Set problem: Return the stretch of the water safety passage below from "Sai and Te Maaha, both aged 10 from" to "for their whānau.", copied word for word.
[Start Passage]
Cross-curricular opportunities

Sai and Te Maaha, both aged 10, practised swimming wearing clothes with Kathryn from Whenua Iti.

Sai and Te Maaha, both aged 10 from Parklands School in Motueka practised swimming wearing clothes with Kathryn from Whenua Iti.

Daniel believes there are many cross-curricular opportunities that could incorporate water safety.

“I think there is a lot you can talk about in a classroom. You can talk about rivers, for example: the ecology of a river, impacts on the environment and climate changes. There’s so much you can add in.

“In a marine environment, you might head out for a beach day. We might look at the sand dunes and erosion, and then the lifeguards are going to give you the opportunity to get into the surf, or more ‘rippy’ environment.”

Esther adds that educating children about water safety can provide valuable learning for their whānau.

“For example, if they’re doing in-situ simulation of an open water environment, say they’re creating rips and the children are learning to feel what it’s like to be in a rip, you’re actually becoming that voice for the generation that missed out. 

“They might go home and say, ‘today I learnt what I need to do in a rip, the 3Rs: relax, raise my hand and ride the rip’. They’re passing that knowledge on to adults who may not know that,” she says.

Challenges and new approaches

Teaching water safety to a class of 30 can be daunting, with a continuum of skills from some children who are getting private lessons to others who are scared of going in the water, says Daniel.

Esther argues that a language change needs to happen, as teachers feel pressure to teach children to swim, when what is required is for children to have the skills to keep themselves safer in a range of aquatic environments.

“I think a language change needs to happen in schools because teachers feel pressured that they have to take swimming lessons, because parents think that’s what they should be focusing on.
[End Passage]
[Start Data supplied]
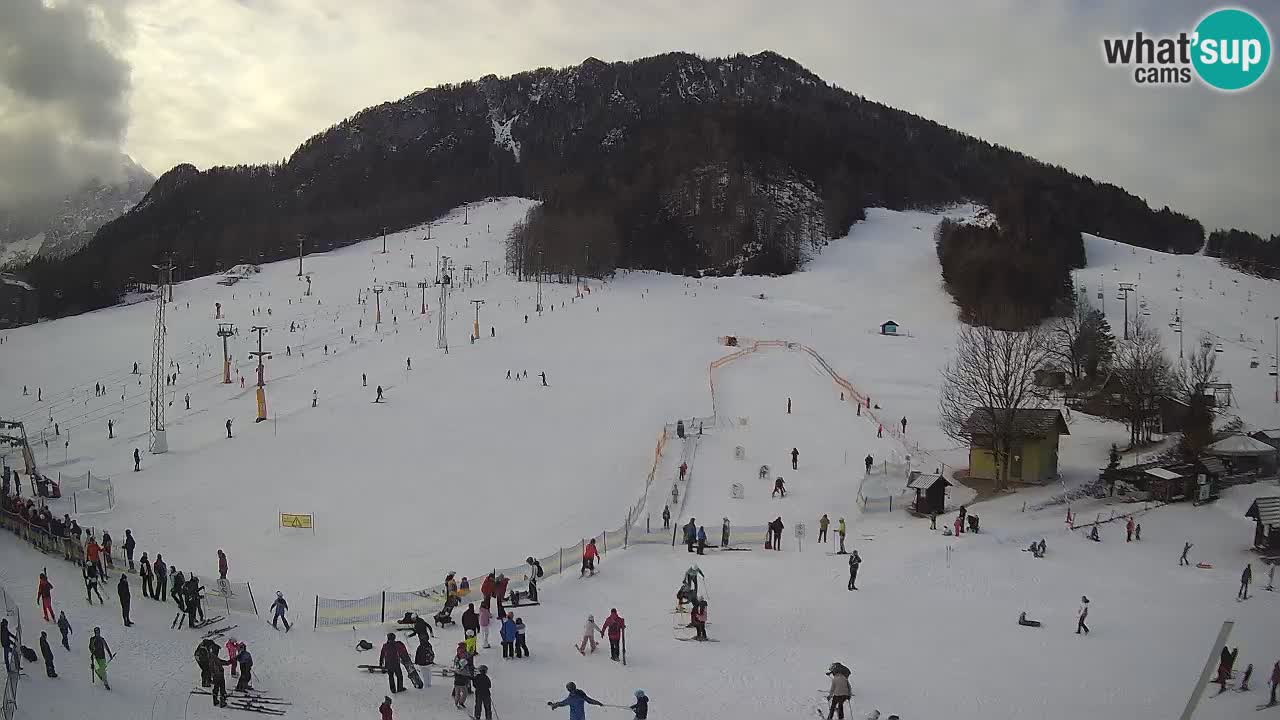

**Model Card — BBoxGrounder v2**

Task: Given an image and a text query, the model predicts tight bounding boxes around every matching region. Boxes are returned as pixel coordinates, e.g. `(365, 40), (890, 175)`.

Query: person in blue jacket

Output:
(498, 612), (516, 660)
(547, 683), (604, 720)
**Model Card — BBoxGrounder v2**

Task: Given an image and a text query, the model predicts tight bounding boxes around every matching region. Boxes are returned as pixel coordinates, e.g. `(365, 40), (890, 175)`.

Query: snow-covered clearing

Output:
(0, 199), (1280, 720)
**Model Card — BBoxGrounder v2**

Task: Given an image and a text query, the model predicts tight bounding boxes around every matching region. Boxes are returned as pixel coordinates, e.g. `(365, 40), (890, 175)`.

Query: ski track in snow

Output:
(0, 199), (1280, 720)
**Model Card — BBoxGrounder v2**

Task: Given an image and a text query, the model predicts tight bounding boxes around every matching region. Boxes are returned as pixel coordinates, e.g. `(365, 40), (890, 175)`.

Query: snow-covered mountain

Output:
(0, 155), (155, 269)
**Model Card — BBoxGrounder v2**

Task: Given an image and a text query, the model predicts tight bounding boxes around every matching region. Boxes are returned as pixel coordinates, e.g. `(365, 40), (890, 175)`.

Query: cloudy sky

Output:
(0, 0), (1280, 233)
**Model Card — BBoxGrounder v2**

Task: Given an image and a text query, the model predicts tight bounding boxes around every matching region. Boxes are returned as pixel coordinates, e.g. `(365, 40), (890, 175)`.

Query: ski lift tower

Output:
(147, 260), (173, 455)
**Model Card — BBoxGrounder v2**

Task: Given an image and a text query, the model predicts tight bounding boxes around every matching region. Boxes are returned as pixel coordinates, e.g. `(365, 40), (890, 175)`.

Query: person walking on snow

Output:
(600, 607), (627, 660)
(547, 683), (604, 720)
(577, 607), (604, 655)
(36, 573), (54, 623)
(271, 591), (293, 633)
(849, 550), (863, 591)
(88, 628), (115, 689)
(579, 538), (600, 577)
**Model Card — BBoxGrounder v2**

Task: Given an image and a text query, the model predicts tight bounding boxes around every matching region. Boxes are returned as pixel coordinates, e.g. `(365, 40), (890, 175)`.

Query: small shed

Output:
(906, 470), (951, 515)
(1244, 495), (1280, 552)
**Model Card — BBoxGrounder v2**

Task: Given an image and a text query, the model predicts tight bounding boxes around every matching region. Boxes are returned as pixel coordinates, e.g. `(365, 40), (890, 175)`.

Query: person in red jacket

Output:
(577, 538), (600, 577)
(600, 607), (627, 660)
(36, 573), (54, 623)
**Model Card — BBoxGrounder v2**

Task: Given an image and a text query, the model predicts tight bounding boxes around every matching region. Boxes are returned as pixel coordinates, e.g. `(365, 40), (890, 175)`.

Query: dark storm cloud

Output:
(0, 0), (129, 208)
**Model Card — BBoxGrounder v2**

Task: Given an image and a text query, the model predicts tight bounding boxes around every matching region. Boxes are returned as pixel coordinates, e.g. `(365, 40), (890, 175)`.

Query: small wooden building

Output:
(1244, 495), (1280, 552)
(906, 470), (951, 515)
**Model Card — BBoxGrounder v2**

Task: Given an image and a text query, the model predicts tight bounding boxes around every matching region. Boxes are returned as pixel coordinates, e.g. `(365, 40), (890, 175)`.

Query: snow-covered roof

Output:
(1204, 436), (1276, 457)
(1244, 495), (1280, 525)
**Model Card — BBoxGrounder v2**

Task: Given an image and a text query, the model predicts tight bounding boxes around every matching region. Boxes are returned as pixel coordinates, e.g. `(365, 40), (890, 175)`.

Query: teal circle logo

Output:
(1192, 8), (1271, 91)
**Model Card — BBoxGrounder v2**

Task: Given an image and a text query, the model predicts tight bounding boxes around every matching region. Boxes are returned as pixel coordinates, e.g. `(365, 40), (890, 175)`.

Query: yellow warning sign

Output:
(280, 512), (315, 530)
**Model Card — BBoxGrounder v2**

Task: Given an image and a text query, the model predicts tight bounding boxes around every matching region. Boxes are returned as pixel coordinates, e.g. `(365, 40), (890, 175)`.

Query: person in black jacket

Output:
(40, 630), (58, 678)
(115, 573), (133, 628)
(471, 665), (493, 720)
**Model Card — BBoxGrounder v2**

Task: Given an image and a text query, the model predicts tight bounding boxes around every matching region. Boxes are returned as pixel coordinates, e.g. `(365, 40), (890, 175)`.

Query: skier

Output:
(88, 628), (115, 689)
(849, 550), (863, 591)
(151, 552), (169, 602)
(627, 691), (649, 720)
(827, 662), (854, 720)
(471, 665), (493, 720)
(58, 611), (72, 652)
(577, 615), (604, 655)
(600, 607), (627, 660)
(547, 683), (604, 720)
(40, 630), (58, 678)
(115, 573), (133, 628)
(124, 528), (138, 573)
(271, 591), (293, 633)
(498, 612), (516, 660)
(378, 633), (407, 694)
(36, 573), (54, 623)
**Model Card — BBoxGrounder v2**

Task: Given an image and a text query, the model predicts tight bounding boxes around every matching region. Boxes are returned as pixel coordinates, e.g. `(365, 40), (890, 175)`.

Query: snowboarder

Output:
(40, 630), (58, 678)
(378, 633), (408, 694)
(471, 665), (493, 720)
(627, 691), (649, 720)
(124, 528), (138, 573)
(58, 611), (72, 652)
(271, 591), (293, 633)
(849, 550), (863, 591)
(577, 615), (604, 655)
(827, 662), (854, 720)
(547, 683), (604, 720)
(36, 573), (54, 623)
(88, 628), (115, 689)
(600, 607), (627, 660)
(115, 573), (133, 628)
(579, 538), (600, 577)
(1075, 594), (1089, 635)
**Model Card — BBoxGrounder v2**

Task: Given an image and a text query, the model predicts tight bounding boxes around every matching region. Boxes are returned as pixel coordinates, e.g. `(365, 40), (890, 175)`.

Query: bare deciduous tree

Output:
(1112, 315), (1172, 447)
(938, 325), (1051, 489)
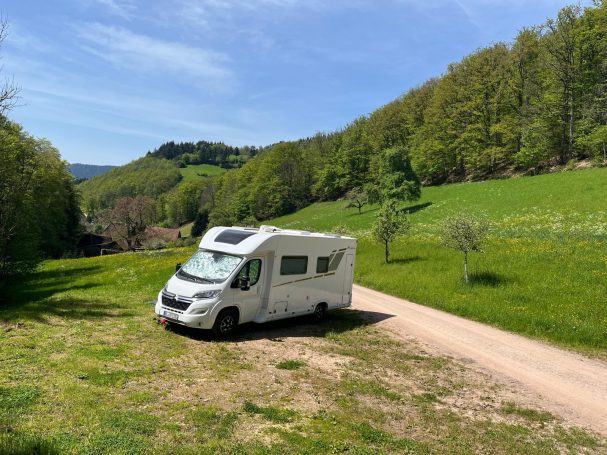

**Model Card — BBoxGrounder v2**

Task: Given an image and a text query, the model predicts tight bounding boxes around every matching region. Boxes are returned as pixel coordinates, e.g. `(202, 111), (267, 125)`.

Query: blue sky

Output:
(0, 0), (588, 164)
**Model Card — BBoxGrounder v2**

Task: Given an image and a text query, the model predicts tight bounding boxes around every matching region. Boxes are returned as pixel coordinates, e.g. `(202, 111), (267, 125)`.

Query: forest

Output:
(197, 1), (607, 228)
(146, 141), (258, 169)
(0, 0), (607, 276)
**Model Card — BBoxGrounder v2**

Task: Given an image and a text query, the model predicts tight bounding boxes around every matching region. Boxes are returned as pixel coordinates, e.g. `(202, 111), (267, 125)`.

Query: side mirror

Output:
(238, 276), (251, 291)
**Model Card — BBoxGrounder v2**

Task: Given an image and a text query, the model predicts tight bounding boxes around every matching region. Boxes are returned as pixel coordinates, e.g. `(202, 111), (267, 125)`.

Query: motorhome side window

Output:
(238, 259), (261, 286)
(316, 257), (329, 273)
(280, 256), (308, 275)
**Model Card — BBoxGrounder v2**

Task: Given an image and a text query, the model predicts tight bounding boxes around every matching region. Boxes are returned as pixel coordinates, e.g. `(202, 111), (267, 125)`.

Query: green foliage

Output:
(346, 187), (369, 215)
(378, 146), (421, 201)
(373, 200), (409, 264)
(0, 249), (605, 455)
(443, 215), (489, 283)
(190, 210), (209, 237)
(0, 117), (80, 277)
(179, 164), (225, 182)
(79, 157), (181, 214)
(164, 180), (204, 226)
(268, 169), (607, 355)
(148, 141), (258, 168)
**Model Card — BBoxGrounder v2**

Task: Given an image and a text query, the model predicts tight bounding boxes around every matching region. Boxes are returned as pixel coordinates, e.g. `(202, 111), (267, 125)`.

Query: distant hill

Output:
(78, 156), (182, 211)
(69, 163), (116, 180)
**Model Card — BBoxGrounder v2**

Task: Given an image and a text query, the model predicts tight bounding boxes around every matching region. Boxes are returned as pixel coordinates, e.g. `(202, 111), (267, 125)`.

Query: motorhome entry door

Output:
(341, 254), (354, 305)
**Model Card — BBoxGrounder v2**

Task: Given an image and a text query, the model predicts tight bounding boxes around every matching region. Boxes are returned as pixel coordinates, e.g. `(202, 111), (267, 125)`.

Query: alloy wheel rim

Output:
(219, 316), (234, 333)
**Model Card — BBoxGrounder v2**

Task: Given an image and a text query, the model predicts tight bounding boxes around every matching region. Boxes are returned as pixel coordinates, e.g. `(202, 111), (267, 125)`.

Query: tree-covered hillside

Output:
(79, 157), (181, 213)
(148, 141), (258, 169)
(82, 0), (607, 233)
(68, 163), (116, 180)
(203, 0), (607, 224)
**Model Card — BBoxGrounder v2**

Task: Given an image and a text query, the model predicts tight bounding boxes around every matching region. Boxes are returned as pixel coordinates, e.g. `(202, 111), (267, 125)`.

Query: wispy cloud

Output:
[End Data supplied]
Response below:
Sai and Te Maaha, both aged 10 from Parklands School in Motueka practised swimming wearing clothes with Kathryn from Whenua Iti.

Daniel believes there are many cross-curricular opportunities that could incorporate water safety.

“I think there is a lot you can talk about in a classroom. You can talk about rivers, for example: the ecology of a river, impacts on the environment and climate changes. There’s so much you can add in.

“In a marine environment, you might head out for a beach day. We might look at the sand dunes and erosion, and then the lifeguards are going to give you the opportunity to get into the surf, or more ‘rippy’ environment.”

Esther adds that educating children about water safety can provide valuable learning for their whānau.